Okuma metni ▸

*-*-*

Gerçek maaşların net olduğunu ifade eden Özatak, “Kamu işçisinin ortalama maaşı yaklaşık 35 bin liradır. Bu maaştan yüzde 27 oranında vergi kesilmektedir. Memur maaşında gözümüz yoktur; 4/D kadrosunda çalışan hemşire, mikrobiyolog, biyolog ve yüzlerce yüksek lisans mezunu kalifiye işçiler vardır. Ancak çalışma şartlarında ve sosyal haklarda derin ayrımlar vardır” dedi.
Sağlık ve sosyal hizmet işçilerinin gece gündüz, bayram tatil demeden, vardiya usulü çalıştığını hatırlatan Özatak, acil servis, yoğun bakım, ameliyathane, huzurevi ve engelli bakım merkezlerinde görev yaptıklarını, insan hayatı ve sağlığı için her an sorumluluk üstlendiklerini söyledi.
Pandemi döneminde sağlık ve sosyal hizmet işçilerinin ailelerinden ve sevdiklerinden aylarca ayrı kaldığını, canı pahasına görev yaptığını, hastane koridorlarında, bakım evlerinde ve sahada gece gündüz çalıştığını hatırlatan Özatak, “Bu ülkenin en zorlu günlerinde hayatın devam etmesi için omuz omuza mücadele ettik” diye konuştu.

*-*-*

Verilen veriler ▸
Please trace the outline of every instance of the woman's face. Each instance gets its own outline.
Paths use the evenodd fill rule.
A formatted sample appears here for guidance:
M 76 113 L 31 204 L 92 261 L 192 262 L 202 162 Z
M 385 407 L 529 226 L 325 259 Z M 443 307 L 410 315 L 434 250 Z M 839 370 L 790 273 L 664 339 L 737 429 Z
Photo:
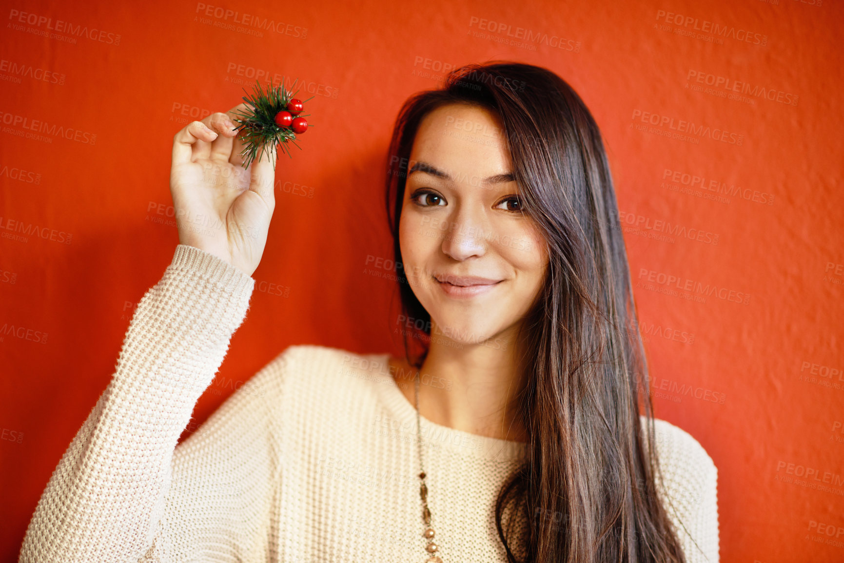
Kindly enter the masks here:
M 542 287 L 545 243 L 519 211 L 504 139 L 495 114 L 467 104 L 430 112 L 417 131 L 399 244 L 434 339 L 498 348 Z

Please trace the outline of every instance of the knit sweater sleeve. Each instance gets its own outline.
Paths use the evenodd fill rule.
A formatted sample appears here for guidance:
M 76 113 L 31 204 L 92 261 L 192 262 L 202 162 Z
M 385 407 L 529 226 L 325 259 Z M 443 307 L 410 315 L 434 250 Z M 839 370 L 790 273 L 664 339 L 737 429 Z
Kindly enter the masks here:
M 254 283 L 212 254 L 176 246 L 38 502 L 20 561 L 205 560 L 261 549 L 278 475 L 259 382 L 176 447 Z
M 718 470 L 690 434 L 654 420 L 663 498 L 686 563 L 718 563 Z

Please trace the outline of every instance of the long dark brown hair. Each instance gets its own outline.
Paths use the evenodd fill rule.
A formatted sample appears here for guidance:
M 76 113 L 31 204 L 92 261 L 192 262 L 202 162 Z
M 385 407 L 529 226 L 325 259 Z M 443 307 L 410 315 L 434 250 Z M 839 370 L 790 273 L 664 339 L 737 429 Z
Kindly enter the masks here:
M 417 129 L 425 115 L 452 103 L 477 105 L 500 118 L 524 213 L 549 255 L 517 338 L 524 383 L 517 412 L 528 453 L 496 501 L 508 560 L 684 563 L 663 506 L 669 500 L 656 486 L 662 476 L 651 447 L 647 365 L 609 166 L 595 120 L 565 81 L 528 64 L 468 65 L 441 89 L 404 103 L 387 175 L 397 266 Z M 417 324 L 424 334 L 404 338 L 407 360 L 419 368 L 430 317 L 407 283 L 399 288 L 403 313 L 423 321 Z

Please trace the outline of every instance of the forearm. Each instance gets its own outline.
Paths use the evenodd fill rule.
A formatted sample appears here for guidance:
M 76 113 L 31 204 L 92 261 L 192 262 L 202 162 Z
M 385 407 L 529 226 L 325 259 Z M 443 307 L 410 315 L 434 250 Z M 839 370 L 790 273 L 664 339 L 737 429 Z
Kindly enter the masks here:
M 21 561 L 143 555 L 179 436 L 246 316 L 253 285 L 221 260 L 176 248 L 138 304 L 111 382 L 50 479 Z

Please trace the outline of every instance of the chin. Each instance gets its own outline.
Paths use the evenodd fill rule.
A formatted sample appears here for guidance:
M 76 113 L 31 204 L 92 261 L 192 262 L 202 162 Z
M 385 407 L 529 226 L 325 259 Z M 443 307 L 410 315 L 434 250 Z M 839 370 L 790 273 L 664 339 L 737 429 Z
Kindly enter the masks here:
M 432 316 L 431 318 L 437 317 Z M 461 346 L 472 346 L 493 338 L 499 332 L 491 328 L 486 319 L 482 322 L 467 322 L 465 316 L 459 319 L 439 318 L 442 320 L 436 321 L 431 328 L 432 340 L 441 338 L 446 343 L 453 341 Z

*-*-*

Yapılacaklar ▸
A) Sağlık ve sosyal hizmet işçileri metninde Özatak, vardiya usulü çalışan işçilerin görev yaptığı yerleri sayıyor. Bu yerlerin hepsini yazın.
B) Sağlık ve sosyal hizmet işçileri metnini kaldığı yerden sürdürün.
Veriler, metinden bağımsız ayrı bir malzemedir.

Yanıtlar ▸
A) Acil servis, yoğun bakım, ameliyathane, huzurevi, engelli bakım merkezleri

B)
Kamu kurumlarında aynı çatı altında çalışmalarına rağmen çalışma saatleri, izin hakları, fazla mesai uygulamaları ve sosyal haklar konularında işçiler aleyhine ciddi farklılıklar bulunduğunu dile getiren Özatak, “Bizim talebimiz; başkasının hakkına göz dikmek değil, eşitlik ve adaletin sağlanmasıdır. ‘Sağlık bir ekip işidir’ düsturu ile hareket ediyor ve herkesin hakkı olanı alması yönünde mücadele ediyoruz. Gerçeklerin çarpıtılması yerine, tüm emekçilerin ortak hak mücadelemize katkı sunmasını bekliyoruz” ifadelerini kullandı.